# WRITTEN REQUEST A
Answer the following from the article on Sennheiser's spatial audio renderer:
(i) In what month and year was the Ambeo 2-Channel Spatial Audio renderer launched, and which OTT provider was the first to go live with it?
(ii) How many Netflix titles use the technology?
(iii) At which event was the renderer for live production launched?

# SOURCE
*-*-*

Finding more space: Sennheiser on its journey with Netflix to expand two channel audio to bring in an immersive feel

At NAB 2023 Sennheiser introduced its Ambeo 2-Channel Spatial Audio renderer for live broadcasting. Already established in the market as a file-based solution for over the top (OTT) streaming, the company is looking for sports broadcast partners to help bring more immersive space to live sports.

Head of Sennheiser pro labs, Renato Pellegrini, tells us about its development with Netflix, why it is so important to partner directly with sports broadcasters, and how he hopes it will encourage every broadcaster to make immersive audio its default output format.


We talk a lot about immersive audio for live sports. We talk about how sound designers are creating experiences to build an emotional connection, and how broadcasters are experimenting with different formats and techniques to manage the sound. We talk about how efficient metadata is at keeping us organised, and how artificial intelligence (AI) is helping to automate processes to reduce the workload on the overworked mix engineer.

We have even discussed what immersive actually means on a philosophical level. As an industry we’re all over it.

Find out what the experts are saying on immersive audio with SVG Europe Audio’s Look Back at Qatar here

But outside the industry, that’s not necessarily the case. Despite the popularity of 3D soundbars and the built-in accessibility of Dolby Atmos in Sky Glass, not everyone is reaping the benefit. Most people don’t have a home cinema system, and even if they do, half the time they might be watching the game on their phone, or their laptop, or on a tablet. In real life, most people are still listening to programme output on two channels.

But what if there was a way to provide a more immersive experience from every single 3D audio mix, irrespective of the device you are using? Over the last few years Sennheiser’s Pro Labs have been looking for ways to do exactly this, to extract more value from immersive mixes and deliver them to a wider range of users.

Netflix steps up

Sennheiser’s Ambeo 2-Channel Spatial Audio renderer was launched in June 2022, when Netflix was the first OTT provider to go live with it in the cloud.

The renderer creates an enhanced two-channel mix from an immersive signal that works across headphones, TVs, and other stereo environments. Netflix now provides more than 700 titles which use the technology; Premium Plan subscribers can hear them by searching for, “spatial audio”.

The development attracted attention from sports broadcasters looking to enhance their offering, and following feedback at IBC 2022, Sennheiser was quick to develop a stream-based version. The Ambeo 2-Channel Spatial Audio renderer for live production was launched at NAB 2023.

*-*-*

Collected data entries
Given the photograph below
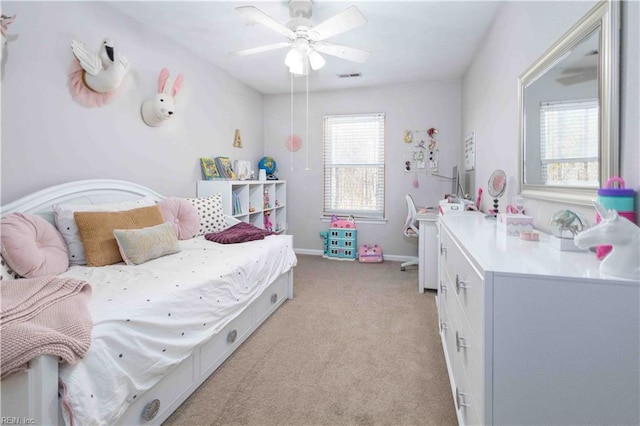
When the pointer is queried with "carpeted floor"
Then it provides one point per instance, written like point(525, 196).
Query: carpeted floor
point(357, 345)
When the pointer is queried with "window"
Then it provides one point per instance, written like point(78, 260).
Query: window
point(569, 145)
point(354, 165)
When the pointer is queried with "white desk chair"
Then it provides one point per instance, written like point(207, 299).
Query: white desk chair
point(411, 228)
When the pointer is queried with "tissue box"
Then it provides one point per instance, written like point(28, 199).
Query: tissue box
point(513, 224)
point(445, 207)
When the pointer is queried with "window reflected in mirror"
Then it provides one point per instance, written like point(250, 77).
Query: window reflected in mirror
point(569, 112)
point(562, 120)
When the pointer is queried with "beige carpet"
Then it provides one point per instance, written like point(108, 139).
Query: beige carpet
point(357, 345)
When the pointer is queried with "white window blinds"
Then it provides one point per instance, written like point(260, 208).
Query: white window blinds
point(354, 165)
point(569, 142)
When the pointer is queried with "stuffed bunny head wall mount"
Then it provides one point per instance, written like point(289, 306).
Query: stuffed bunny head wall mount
point(161, 106)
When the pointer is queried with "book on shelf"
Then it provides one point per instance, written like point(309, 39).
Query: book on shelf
point(209, 169)
point(224, 167)
point(237, 207)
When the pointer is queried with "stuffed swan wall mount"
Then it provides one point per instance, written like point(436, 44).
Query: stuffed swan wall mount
point(161, 107)
point(5, 21)
point(96, 75)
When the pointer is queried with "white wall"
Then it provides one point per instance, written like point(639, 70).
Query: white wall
point(520, 34)
point(48, 138)
point(407, 107)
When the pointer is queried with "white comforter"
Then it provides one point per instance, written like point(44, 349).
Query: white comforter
point(148, 318)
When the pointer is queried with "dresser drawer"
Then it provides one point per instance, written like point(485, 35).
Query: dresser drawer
point(469, 358)
point(464, 281)
point(466, 362)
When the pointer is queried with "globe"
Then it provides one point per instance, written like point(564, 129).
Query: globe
point(268, 164)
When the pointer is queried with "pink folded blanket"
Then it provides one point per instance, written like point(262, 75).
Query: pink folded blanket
point(43, 316)
point(238, 233)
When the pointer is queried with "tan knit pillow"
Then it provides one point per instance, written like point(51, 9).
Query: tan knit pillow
point(96, 231)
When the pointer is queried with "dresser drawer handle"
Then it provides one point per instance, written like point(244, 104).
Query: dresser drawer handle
point(461, 398)
point(460, 284)
point(461, 342)
point(151, 410)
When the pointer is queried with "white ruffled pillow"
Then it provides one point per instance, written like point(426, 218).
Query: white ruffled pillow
point(210, 212)
point(67, 227)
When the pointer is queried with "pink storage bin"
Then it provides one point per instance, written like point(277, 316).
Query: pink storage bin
point(369, 253)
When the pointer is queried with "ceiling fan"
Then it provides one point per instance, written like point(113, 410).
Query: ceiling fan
point(304, 39)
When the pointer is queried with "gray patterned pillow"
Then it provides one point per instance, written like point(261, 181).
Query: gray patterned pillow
point(6, 273)
point(210, 212)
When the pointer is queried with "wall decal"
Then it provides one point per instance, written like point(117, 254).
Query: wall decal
point(95, 76)
point(161, 106)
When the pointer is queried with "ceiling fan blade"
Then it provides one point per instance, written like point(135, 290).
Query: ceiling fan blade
point(253, 15)
point(260, 49)
point(346, 20)
point(344, 52)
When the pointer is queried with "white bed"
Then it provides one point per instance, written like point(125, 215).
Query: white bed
point(160, 328)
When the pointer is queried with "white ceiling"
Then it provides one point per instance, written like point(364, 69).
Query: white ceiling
point(410, 41)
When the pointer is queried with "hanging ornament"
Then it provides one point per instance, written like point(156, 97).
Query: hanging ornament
point(293, 143)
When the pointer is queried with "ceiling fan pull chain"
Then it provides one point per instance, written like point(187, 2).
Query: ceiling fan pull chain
point(307, 125)
point(291, 151)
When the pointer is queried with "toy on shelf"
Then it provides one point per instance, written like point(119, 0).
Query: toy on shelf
point(267, 204)
point(267, 221)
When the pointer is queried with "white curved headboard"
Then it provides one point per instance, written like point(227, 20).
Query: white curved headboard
point(92, 191)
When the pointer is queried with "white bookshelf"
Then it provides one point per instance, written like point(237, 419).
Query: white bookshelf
point(250, 196)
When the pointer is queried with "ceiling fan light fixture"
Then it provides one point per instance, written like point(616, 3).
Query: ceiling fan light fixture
point(316, 60)
point(293, 58)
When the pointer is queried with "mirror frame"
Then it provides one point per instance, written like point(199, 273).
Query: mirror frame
point(606, 16)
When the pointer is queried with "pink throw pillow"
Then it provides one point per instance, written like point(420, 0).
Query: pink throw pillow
point(182, 215)
point(32, 246)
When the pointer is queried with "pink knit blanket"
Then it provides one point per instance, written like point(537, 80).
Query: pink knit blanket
point(43, 316)
point(239, 233)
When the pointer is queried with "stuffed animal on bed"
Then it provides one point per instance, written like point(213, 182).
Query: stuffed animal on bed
point(161, 106)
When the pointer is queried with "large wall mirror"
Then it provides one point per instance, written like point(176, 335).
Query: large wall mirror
point(569, 112)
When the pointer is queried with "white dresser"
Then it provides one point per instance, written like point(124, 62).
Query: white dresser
point(533, 335)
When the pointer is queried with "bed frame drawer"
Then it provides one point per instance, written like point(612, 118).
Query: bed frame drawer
point(213, 353)
point(268, 301)
point(153, 405)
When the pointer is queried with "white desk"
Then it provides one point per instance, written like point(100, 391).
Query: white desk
point(428, 251)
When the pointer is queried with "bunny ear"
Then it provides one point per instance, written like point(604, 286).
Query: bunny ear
point(162, 79)
point(177, 85)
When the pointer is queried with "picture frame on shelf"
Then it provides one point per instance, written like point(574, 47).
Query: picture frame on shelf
point(209, 169)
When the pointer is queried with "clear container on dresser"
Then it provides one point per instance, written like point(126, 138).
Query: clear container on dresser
point(250, 201)
point(534, 335)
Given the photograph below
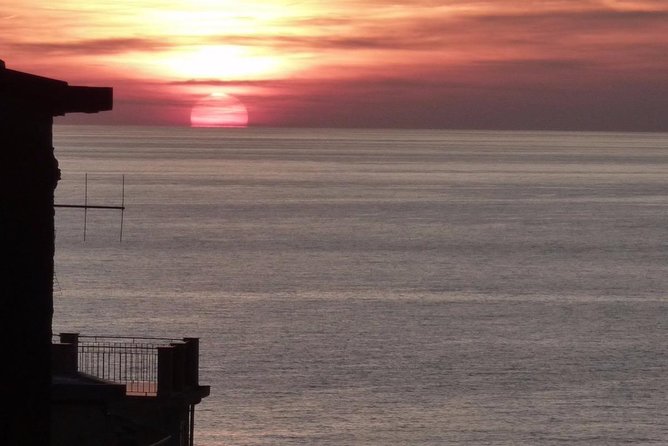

*-*-*

# WRITTEN REQUEST B
List every row that contains the word "comforter".

# TASK OUTPUT A
(i) June 2022; Netflix.
(ii) More than 700.
(iii) NAB 2023.

# TASK OUTPUT B
When the pointer is queried with "white comforter"
Query: white comforter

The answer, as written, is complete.